**WHAT TO PRODUCE**
Reproduce exactly, with no other output, every line of the data below from the line containing "If you would be willing to indicate the fog" to the end, inclusive.
┄┄┄┄┄┄
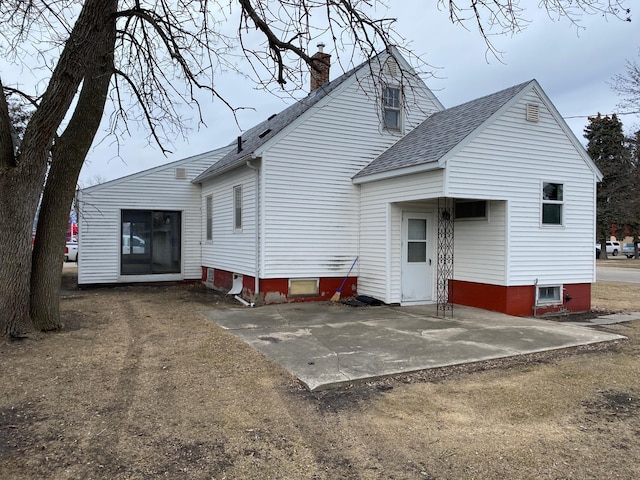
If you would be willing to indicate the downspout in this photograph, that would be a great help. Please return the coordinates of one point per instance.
(256, 285)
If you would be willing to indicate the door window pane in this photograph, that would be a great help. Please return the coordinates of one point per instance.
(417, 229)
(416, 252)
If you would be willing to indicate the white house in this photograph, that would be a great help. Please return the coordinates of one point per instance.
(469, 205)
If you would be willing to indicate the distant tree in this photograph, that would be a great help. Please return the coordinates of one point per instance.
(633, 222)
(608, 148)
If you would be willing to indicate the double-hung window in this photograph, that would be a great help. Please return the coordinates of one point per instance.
(552, 202)
(237, 208)
(391, 103)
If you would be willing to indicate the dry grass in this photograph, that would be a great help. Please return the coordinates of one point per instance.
(140, 386)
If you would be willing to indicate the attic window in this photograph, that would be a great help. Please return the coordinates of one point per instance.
(533, 112)
(391, 107)
(181, 173)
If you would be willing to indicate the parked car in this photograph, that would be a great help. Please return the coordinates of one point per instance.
(71, 252)
(628, 250)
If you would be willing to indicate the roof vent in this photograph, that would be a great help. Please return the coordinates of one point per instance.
(533, 112)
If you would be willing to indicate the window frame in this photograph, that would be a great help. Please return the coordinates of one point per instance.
(208, 200)
(550, 201)
(394, 108)
(555, 299)
(237, 208)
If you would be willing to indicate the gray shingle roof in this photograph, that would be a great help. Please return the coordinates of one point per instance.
(257, 136)
(438, 134)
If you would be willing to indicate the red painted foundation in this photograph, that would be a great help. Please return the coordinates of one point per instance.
(518, 301)
(276, 290)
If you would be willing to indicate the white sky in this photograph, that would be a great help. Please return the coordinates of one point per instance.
(574, 68)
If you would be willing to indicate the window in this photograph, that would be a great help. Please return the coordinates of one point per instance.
(209, 208)
(237, 208)
(467, 209)
(151, 242)
(549, 294)
(552, 203)
(391, 107)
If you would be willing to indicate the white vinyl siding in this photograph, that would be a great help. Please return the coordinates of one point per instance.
(100, 209)
(311, 207)
(232, 250)
(209, 217)
(509, 161)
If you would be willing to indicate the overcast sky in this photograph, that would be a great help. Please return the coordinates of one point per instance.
(573, 67)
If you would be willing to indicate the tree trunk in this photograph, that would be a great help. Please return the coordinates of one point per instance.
(18, 203)
(22, 174)
(68, 156)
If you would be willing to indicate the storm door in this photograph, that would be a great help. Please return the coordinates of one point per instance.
(151, 242)
(417, 271)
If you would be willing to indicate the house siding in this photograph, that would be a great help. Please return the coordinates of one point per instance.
(311, 207)
(100, 209)
(382, 203)
(230, 250)
(510, 160)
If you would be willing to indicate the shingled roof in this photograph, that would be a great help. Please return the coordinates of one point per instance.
(257, 136)
(440, 133)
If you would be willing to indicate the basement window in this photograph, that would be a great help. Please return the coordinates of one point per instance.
(304, 287)
(549, 294)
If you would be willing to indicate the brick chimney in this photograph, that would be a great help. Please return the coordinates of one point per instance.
(322, 61)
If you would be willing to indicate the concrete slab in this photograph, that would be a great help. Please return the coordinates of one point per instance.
(325, 344)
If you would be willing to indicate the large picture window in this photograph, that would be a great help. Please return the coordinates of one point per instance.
(552, 201)
(151, 242)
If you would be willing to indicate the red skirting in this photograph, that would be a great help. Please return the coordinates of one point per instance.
(276, 290)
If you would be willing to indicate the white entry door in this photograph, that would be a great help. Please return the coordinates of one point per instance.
(417, 261)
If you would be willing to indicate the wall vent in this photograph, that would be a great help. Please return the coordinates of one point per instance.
(533, 112)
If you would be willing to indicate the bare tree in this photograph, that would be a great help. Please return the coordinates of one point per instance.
(627, 85)
(147, 57)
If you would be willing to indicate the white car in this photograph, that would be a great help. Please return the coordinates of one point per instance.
(71, 252)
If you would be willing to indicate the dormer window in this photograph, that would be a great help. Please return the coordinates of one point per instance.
(391, 107)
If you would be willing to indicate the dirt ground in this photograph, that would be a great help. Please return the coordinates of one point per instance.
(139, 385)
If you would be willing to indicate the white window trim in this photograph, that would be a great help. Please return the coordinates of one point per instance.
(208, 223)
(547, 302)
(400, 126)
(552, 202)
(237, 228)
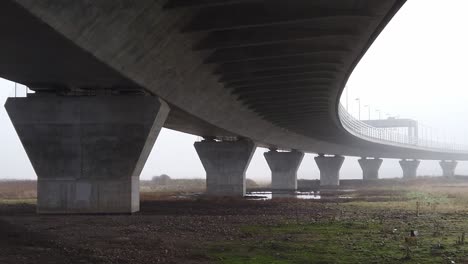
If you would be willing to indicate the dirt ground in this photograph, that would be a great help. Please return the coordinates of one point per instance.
(180, 230)
(163, 232)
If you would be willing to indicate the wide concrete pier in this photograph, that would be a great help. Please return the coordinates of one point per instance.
(410, 168)
(448, 168)
(225, 163)
(284, 166)
(370, 168)
(329, 167)
(88, 152)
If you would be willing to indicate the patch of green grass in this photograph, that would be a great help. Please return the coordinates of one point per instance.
(336, 242)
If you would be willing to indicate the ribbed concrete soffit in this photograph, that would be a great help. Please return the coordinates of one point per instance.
(286, 60)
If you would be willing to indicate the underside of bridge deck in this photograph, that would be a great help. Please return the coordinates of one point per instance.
(268, 70)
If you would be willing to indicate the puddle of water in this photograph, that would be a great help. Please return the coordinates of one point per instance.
(268, 195)
(272, 195)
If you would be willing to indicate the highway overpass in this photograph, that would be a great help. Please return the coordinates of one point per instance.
(108, 74)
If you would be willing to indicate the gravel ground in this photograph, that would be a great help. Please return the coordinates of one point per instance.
(171, 231)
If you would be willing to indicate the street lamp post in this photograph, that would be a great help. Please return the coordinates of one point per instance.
(368, 111)
(359, 108)
(377, 110)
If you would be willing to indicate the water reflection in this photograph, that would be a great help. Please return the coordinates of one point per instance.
(312, 195)
(274, 195)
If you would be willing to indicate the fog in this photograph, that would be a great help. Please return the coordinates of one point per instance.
(415, 69)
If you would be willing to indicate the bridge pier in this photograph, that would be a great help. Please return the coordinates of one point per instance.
(284, 166)
(88, 152)
(329, 169)
(409, 168)
(225, 163)
(448, 168)
(370, 168)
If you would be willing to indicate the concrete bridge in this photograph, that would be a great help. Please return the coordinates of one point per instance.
(109, 74)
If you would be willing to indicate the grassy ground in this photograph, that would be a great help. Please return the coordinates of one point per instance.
(373, 227)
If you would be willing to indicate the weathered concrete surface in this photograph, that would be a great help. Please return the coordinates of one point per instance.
(87, 152)
(284, 166)
(410, 168)
(225, 163)
(329, 169)
(448, 168)
(370, 168)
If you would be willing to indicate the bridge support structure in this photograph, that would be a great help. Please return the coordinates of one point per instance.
(329, 167)
(370, 168)
(448, 167)
(88, 152)
(225, 163)
(410, 168)
(284, 166)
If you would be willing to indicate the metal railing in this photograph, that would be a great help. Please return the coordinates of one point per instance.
┄┄┄┄┄┄
**OUTPUT FOR THIS EXERCISE**
If you would be willing to indicate the fog in this photograph, that would be a great help. Please return the coordinates of one point per instance.
(415, 69)
If you would be willing to indicate the bridge pier in this photograph, that would be a great help. Please return the coordinates of one point per instance.
(284, 166)
(88, 152)
(329, 169)
(409, 168)
(225, 163)
(448, 168)
(370, 168)
If you would be willing to indicate the concrete bridge in this photograph, that would be a great help. Please return the coordinates of one point per instance.
(109, 74)
If you would be willing to indicate the grassy ground in this photograph, that would be a great help. Please return the coordinates of one point per instance.
(373, 227)
If you would be willing to indicate the weathered concrete surface in this photograph, that would be a great help. Please return the coordinates of one point per instance.
(87, 152)
(284, 166)
(410, 168)
(225, 163)
(329, 169)
(448, 168)
(370, 168)
If you would be willing to indicate the bridge support structure in this photograph, that would be a great help. Please return the coordinates of one point per instance.
(329, 167)
(370, 168)
(448, 167)
(88, 152)
(225, 163)
(410, 168)
(284, 166)
If you would be willing to indicate the metal railing in this photograph, that would be a great help. Please return the coordinates of one point per instance.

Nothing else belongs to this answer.